### [HOW TO COMPLETE THIS TASK]
Collect every line in the records below that contains the string "order", and copy each one in full.

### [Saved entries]
□ □ □ □ □
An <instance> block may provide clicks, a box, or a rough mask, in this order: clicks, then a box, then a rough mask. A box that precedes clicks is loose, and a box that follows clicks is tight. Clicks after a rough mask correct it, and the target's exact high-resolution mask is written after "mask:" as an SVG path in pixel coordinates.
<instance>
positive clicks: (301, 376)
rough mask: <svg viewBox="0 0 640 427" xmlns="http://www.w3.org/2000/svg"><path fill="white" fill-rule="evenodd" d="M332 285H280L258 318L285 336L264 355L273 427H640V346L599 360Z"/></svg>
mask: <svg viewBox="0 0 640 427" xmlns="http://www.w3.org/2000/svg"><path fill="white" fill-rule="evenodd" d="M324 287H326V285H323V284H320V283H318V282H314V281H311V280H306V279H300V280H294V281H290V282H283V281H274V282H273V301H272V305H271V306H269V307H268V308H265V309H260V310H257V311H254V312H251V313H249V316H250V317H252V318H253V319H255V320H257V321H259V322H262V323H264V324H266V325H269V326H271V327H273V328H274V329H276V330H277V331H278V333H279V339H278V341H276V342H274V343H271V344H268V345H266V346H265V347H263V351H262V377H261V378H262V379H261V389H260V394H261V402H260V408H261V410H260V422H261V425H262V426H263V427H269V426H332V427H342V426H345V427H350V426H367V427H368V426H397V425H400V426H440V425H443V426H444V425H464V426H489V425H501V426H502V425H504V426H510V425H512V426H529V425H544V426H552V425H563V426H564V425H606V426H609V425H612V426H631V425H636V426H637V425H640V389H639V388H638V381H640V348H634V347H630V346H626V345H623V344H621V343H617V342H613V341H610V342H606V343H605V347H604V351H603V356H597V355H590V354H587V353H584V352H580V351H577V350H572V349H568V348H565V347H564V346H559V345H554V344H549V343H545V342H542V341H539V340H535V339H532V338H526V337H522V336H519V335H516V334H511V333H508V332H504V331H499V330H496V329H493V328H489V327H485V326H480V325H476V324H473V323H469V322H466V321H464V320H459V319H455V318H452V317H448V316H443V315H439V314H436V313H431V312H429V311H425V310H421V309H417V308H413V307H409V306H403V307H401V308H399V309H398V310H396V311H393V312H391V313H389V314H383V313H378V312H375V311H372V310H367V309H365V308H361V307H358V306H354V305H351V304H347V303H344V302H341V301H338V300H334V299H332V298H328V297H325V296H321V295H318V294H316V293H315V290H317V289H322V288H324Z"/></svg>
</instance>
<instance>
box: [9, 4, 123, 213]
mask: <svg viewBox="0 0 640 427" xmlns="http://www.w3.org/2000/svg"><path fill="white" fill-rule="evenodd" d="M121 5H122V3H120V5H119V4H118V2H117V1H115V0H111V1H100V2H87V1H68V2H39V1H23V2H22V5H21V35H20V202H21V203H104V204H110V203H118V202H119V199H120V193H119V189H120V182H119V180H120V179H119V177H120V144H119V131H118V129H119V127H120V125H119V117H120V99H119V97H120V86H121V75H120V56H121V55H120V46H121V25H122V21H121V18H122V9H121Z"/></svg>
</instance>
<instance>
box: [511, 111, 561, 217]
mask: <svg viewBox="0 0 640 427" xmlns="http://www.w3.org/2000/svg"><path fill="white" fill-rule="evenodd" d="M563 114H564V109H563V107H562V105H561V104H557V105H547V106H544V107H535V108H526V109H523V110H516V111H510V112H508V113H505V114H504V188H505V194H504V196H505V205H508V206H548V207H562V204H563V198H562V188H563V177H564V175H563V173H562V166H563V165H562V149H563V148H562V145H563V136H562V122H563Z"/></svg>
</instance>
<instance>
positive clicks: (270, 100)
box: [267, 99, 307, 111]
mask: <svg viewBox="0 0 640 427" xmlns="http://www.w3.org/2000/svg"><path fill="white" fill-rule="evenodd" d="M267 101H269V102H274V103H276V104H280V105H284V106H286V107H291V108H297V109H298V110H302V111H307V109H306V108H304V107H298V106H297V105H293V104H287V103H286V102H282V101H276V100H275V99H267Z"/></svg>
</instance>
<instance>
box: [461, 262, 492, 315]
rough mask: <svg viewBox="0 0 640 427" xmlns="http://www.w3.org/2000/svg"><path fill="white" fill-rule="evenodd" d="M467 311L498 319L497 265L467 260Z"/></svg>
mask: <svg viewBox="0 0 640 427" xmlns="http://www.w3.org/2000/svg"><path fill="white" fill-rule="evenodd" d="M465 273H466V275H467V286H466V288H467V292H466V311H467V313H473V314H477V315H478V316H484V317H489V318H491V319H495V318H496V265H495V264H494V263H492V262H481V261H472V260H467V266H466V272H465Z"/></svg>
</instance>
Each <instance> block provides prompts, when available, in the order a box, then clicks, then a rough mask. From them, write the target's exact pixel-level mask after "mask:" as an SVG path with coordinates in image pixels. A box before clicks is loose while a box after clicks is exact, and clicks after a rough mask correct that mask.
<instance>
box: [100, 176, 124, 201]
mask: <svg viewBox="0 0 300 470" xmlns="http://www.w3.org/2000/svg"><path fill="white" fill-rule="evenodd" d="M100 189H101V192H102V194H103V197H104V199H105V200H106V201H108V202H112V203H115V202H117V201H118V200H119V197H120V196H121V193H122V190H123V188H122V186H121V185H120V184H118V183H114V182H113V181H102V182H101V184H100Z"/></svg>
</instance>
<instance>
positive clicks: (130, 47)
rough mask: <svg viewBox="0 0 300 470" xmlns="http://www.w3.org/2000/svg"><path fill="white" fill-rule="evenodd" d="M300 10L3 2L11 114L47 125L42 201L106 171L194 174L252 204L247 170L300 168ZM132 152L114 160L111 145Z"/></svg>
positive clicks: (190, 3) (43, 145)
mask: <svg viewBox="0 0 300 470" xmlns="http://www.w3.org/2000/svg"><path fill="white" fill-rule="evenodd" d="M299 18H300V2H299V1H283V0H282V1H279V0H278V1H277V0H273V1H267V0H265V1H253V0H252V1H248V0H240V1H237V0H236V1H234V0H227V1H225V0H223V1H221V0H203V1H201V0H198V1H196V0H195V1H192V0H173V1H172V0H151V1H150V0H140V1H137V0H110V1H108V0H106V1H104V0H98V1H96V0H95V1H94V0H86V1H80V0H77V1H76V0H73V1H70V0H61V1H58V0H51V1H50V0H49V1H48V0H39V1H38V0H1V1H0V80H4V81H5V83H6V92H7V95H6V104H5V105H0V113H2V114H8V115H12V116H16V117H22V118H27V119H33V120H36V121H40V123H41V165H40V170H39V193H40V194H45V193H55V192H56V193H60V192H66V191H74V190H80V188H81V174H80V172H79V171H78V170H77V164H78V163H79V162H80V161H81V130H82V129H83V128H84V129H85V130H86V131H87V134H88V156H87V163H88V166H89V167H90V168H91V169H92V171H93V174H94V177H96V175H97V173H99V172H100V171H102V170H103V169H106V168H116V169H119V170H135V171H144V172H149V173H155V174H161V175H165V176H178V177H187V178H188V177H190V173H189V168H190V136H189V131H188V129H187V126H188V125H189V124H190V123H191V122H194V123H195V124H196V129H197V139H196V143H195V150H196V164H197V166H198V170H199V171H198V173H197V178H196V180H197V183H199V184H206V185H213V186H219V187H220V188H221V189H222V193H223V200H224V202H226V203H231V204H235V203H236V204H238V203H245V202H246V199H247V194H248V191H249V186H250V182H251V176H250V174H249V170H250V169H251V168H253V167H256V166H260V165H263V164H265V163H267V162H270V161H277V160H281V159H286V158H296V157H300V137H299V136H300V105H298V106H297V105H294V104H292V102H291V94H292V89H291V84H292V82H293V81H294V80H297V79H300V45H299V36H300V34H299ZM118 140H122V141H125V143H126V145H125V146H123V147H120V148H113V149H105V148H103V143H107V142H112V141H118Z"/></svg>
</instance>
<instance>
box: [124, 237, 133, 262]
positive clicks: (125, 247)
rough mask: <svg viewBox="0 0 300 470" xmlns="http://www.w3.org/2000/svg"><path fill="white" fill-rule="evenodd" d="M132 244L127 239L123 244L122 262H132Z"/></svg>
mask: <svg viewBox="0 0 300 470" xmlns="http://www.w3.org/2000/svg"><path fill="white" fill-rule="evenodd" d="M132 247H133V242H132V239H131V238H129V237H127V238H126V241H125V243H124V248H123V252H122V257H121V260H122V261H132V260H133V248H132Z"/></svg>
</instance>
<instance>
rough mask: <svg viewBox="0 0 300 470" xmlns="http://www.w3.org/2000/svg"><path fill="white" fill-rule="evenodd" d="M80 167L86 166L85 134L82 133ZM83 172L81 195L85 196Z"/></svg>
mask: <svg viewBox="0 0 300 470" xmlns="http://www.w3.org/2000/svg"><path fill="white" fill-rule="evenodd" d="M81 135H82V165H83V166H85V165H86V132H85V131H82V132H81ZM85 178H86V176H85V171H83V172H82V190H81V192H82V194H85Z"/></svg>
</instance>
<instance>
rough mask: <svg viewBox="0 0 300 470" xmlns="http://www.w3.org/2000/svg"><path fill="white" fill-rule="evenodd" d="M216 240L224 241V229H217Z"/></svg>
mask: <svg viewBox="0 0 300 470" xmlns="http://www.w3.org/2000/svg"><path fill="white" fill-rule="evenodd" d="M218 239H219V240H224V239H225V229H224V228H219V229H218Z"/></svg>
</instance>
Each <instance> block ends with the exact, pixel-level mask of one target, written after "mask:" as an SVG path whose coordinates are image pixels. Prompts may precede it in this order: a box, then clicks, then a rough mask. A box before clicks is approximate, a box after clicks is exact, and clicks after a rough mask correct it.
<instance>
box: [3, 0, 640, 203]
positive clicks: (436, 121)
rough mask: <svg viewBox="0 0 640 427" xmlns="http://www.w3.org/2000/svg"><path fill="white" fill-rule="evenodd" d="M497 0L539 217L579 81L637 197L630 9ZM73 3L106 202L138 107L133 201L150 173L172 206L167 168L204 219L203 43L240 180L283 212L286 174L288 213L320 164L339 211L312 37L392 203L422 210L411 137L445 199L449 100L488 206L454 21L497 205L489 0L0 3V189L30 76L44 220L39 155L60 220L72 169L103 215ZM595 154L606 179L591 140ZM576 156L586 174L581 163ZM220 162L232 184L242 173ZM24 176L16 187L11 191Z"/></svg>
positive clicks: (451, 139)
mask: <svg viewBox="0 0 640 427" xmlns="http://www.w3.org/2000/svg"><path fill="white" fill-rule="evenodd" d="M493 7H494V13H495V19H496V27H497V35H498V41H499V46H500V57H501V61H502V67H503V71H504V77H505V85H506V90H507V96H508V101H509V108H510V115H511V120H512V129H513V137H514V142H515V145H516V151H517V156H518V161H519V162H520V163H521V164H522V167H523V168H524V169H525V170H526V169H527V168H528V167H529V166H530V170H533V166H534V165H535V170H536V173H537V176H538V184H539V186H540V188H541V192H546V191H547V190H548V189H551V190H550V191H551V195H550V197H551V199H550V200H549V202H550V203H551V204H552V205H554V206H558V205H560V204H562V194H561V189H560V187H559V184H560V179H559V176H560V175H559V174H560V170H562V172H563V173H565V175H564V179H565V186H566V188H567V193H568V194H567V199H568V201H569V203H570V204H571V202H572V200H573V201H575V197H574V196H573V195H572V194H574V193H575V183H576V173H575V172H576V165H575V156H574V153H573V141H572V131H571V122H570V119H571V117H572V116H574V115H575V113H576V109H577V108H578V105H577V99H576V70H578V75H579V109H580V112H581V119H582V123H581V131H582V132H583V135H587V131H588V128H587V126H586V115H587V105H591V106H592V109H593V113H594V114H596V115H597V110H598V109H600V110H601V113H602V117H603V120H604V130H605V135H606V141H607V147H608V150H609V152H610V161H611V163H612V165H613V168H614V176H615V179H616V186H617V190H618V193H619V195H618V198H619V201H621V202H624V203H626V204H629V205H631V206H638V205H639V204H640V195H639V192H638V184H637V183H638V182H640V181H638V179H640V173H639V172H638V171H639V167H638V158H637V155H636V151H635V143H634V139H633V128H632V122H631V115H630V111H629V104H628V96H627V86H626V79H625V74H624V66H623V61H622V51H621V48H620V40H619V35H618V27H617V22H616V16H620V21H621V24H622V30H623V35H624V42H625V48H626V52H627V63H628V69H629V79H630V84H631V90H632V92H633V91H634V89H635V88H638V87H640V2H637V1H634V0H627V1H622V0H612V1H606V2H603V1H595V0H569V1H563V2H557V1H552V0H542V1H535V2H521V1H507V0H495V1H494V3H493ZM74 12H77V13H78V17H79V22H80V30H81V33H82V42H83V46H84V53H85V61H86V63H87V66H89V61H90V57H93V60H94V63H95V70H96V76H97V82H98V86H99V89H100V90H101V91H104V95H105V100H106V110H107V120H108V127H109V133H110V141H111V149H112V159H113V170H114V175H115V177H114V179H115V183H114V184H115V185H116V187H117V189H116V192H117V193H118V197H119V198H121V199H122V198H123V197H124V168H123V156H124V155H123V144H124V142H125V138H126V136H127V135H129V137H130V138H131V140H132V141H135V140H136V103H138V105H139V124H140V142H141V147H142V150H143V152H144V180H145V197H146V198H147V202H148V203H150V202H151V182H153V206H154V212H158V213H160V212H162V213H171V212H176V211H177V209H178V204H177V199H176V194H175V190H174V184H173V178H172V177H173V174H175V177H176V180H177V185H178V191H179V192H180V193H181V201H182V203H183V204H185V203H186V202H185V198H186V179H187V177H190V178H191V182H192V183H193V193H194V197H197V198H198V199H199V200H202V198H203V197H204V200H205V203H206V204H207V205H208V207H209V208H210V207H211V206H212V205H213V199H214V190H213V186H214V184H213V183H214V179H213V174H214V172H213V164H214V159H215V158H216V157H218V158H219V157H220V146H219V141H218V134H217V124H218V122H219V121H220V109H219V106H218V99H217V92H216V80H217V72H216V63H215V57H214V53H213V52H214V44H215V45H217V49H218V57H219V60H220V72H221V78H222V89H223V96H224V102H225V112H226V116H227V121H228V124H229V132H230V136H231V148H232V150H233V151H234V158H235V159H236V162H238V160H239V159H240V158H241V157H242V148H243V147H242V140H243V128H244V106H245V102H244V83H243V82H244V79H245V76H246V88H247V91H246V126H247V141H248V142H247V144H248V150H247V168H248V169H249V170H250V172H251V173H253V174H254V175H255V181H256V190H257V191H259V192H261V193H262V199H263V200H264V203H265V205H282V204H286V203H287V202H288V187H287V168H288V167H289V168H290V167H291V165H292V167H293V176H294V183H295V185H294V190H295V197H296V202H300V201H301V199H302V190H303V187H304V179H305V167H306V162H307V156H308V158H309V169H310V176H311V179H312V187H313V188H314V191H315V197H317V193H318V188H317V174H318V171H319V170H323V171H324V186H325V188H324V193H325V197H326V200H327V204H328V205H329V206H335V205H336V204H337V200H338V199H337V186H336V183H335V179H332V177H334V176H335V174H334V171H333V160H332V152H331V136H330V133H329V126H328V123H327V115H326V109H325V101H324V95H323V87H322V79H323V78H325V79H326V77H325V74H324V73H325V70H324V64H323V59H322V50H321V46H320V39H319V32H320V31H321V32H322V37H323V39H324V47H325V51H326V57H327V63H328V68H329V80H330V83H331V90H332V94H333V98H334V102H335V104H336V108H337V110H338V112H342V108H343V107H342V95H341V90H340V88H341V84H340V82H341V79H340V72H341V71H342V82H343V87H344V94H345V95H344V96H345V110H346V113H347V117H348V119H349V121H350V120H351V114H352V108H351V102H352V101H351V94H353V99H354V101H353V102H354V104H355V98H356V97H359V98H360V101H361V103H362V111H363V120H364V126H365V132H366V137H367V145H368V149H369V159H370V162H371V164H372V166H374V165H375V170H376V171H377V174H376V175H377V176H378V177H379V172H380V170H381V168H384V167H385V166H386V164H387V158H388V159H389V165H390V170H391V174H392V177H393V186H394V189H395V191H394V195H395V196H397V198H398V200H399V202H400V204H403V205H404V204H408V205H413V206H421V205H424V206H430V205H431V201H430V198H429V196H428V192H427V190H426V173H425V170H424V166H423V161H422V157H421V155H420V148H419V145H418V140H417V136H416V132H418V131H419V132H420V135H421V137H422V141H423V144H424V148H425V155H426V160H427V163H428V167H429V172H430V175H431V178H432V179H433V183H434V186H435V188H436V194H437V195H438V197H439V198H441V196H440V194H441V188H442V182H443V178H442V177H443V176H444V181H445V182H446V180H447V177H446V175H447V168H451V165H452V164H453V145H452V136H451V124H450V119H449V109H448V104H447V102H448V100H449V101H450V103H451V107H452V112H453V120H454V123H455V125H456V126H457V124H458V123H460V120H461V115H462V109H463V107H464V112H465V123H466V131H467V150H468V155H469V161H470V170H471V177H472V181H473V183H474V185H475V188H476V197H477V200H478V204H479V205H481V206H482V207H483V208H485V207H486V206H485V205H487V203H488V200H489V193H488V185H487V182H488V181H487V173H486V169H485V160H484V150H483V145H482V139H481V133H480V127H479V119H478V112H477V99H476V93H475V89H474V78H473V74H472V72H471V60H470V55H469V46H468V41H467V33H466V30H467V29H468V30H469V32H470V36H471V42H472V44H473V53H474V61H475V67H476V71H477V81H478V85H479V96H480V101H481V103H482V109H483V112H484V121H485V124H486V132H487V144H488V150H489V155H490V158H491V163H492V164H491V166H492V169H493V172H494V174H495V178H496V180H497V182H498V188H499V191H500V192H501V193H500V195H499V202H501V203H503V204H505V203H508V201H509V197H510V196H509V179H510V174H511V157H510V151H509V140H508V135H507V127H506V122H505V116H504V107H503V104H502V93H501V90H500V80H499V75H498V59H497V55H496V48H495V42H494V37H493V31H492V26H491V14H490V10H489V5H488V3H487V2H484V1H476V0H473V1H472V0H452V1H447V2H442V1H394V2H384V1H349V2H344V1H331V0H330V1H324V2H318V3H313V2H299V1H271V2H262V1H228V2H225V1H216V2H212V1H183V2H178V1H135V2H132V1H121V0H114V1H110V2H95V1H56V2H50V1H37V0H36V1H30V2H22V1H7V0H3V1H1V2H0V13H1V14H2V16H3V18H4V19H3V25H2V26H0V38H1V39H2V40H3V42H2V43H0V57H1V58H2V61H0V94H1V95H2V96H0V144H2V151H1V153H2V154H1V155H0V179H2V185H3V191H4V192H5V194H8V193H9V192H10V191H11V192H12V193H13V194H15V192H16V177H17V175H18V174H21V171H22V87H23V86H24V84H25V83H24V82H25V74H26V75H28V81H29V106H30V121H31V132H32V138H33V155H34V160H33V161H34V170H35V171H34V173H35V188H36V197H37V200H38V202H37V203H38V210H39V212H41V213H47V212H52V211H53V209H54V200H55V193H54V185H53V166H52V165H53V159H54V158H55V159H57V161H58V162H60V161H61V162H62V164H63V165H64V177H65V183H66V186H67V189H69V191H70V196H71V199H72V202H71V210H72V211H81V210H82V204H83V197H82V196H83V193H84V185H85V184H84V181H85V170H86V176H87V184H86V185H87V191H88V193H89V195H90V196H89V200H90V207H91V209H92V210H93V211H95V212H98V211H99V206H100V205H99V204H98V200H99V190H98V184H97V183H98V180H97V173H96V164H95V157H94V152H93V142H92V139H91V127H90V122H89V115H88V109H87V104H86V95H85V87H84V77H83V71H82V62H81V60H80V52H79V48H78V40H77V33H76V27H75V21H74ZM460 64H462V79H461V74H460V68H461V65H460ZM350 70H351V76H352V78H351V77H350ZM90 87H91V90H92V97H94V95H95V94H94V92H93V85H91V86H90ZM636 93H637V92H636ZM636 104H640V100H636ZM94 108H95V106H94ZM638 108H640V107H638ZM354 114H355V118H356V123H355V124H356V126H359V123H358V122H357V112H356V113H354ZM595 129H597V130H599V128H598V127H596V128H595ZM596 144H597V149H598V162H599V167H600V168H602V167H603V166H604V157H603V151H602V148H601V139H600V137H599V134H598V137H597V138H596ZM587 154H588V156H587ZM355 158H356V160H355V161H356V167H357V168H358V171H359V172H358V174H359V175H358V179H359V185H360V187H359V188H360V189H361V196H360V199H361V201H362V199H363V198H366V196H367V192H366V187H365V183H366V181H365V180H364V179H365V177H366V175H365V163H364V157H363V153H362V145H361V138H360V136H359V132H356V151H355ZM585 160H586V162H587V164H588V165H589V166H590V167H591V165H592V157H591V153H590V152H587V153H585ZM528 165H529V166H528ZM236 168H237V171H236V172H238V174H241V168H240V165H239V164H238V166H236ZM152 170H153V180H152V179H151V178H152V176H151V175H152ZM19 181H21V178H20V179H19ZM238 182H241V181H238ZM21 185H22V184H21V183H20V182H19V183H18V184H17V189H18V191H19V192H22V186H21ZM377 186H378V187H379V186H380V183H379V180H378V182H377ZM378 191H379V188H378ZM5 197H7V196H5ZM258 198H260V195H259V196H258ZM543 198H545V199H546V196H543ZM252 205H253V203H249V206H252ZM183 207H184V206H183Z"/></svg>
□ □ □ □ □
### [RESULT OF THE TASK]
An <instance> block may provide clicks, a box, or a rough mask, in this order: clicks, then a box, then a rough mask. A box that precedes clicks is loose, and a box that follows clicks is tight. Clicks after a rough mask correct it, and the target's exact high-resolution mask is written after "mask:" as an SVG path in pixel coordinates.
Each <instance> block provides prompts, when available, in the order a box, then clicks, then a rough mask. From them, write the target's exact pixel-level mask after "mask:" as an SVG path with coordinates in image pixels. A box before clicks is loose while a box after clicks is exact, and clicks after a rough mask correct that mask.
Each <instance> block ends with the exact, pixel-level mask of one target, written after "mask:" as an SVG path whose coordinates are image pixels. Prompts may precede it in this order: a box, then clicks, then a rough mask. A box before clicks is approximate, a box after clicks is exact, and clicks after a rough mask correct it.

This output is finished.